## [GIVEN PASSAGE]
Tanya had exactly six weeks to pull off the company's annual leadership summit, and she already had a problem.

It wasn't the venue. It wasn't the budget. It was the team.

Her co-lead, Marcus, had sent a Slack message at 11:47 PM the night before with seventeen bullet points, a proposed color scheme, and a Spotify playlist for the reception. Meanwhile, Priya hadn't responded to a single planning thread in four days and only showed up to the kickoff meeting to ask, "Can we just confirm the headcount before we go any further?" And then there was DeShawn, who kept saying things like, "Let's not overthink this," while somehow being the most prepared person in any room he walked into.


Tanya looked at her laptop screen and thought, We haven't even booked the caterer yet, and I'm already exhausted.


She knew Marcus wasn't difficult. He was energized. She knew Priya wasn't checked out. She was methodical. She knew DeShawn wasn't dismissive. He was confident. The problem wasn't her team's personality types. The problem was that nobody had given those personalities a lane to run in. And right now, everyone was driving in the same one.


What Gets Missed When We Only See the Friction

Most event planning breakdowns don't happen because someone is difficult. They happen because a leader hasn't asked the more important question: What does this person bring that the rest of us are missing?

## [REQUEST]
According to the summit-planning passage, how much time did Tanya have to pull off the company's annual leadership summit? The material that comes next has no connection to the summit-planning passage.

## [DATA SHOWN]
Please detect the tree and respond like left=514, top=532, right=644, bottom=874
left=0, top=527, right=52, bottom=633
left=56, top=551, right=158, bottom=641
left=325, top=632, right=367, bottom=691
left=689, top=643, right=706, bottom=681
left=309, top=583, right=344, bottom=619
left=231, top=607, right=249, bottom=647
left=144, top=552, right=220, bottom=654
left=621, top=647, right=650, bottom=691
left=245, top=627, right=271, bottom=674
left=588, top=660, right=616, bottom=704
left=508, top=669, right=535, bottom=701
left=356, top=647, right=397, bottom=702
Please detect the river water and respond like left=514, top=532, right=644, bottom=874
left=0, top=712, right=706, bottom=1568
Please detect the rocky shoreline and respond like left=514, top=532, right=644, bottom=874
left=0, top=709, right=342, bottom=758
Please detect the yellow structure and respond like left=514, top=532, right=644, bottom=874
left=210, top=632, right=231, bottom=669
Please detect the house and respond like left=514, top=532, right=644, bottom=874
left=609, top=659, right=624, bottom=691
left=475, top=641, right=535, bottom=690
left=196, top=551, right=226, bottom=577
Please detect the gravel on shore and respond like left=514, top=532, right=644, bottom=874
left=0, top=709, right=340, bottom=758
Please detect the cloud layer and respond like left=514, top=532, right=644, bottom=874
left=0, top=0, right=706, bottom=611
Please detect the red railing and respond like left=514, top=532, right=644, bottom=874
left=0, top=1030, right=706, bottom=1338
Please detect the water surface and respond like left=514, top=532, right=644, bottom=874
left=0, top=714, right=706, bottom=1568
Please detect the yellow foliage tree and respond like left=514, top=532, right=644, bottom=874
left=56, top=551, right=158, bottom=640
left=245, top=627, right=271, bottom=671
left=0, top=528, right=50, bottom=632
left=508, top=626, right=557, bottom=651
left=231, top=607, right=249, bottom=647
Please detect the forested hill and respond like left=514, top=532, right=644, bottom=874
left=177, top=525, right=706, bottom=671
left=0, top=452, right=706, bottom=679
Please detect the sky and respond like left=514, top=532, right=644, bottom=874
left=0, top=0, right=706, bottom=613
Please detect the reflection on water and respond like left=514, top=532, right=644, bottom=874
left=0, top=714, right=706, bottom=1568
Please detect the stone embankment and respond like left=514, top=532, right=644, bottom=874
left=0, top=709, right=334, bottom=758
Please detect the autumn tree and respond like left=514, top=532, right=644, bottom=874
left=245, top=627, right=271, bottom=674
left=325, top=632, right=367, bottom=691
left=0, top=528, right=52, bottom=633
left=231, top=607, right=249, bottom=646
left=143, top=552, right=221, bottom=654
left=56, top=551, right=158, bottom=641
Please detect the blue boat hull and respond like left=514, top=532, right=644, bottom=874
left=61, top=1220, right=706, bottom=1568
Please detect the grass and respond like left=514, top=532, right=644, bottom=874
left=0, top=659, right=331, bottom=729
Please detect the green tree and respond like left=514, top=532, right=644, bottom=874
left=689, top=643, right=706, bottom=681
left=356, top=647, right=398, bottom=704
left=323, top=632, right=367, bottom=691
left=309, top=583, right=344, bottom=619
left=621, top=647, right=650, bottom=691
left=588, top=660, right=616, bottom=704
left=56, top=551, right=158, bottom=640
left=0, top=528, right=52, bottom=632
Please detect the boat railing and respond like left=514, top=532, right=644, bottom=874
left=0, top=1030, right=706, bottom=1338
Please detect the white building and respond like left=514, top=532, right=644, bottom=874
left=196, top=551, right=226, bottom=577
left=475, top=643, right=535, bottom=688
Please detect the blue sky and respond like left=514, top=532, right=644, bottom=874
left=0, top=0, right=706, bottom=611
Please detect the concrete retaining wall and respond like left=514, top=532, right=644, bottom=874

## [IN RESPONSE]
Exactly six weeks.